Copy out the entries below precisely; nothing is to be omitted.

### DATA SHOWN

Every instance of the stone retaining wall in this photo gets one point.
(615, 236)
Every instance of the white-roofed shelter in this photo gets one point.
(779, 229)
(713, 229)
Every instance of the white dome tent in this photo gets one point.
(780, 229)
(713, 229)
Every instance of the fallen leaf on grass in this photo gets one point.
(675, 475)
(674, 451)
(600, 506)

######

**EXERCISE ANSWER**
Every instance of the stone retaining wall in this photo gets one point.
(615, 236)
Every instance of the white-roofed shelter in this photo gets one point.
(779, 229)
(713, 229)
Every instance of the white dome tent in this photo gets one point.
(780, 229)
(713, 229)
Every instance of the fallen leaf on grass in this photo gets one point.
(675, 475)
(674, 451)
(600, 506)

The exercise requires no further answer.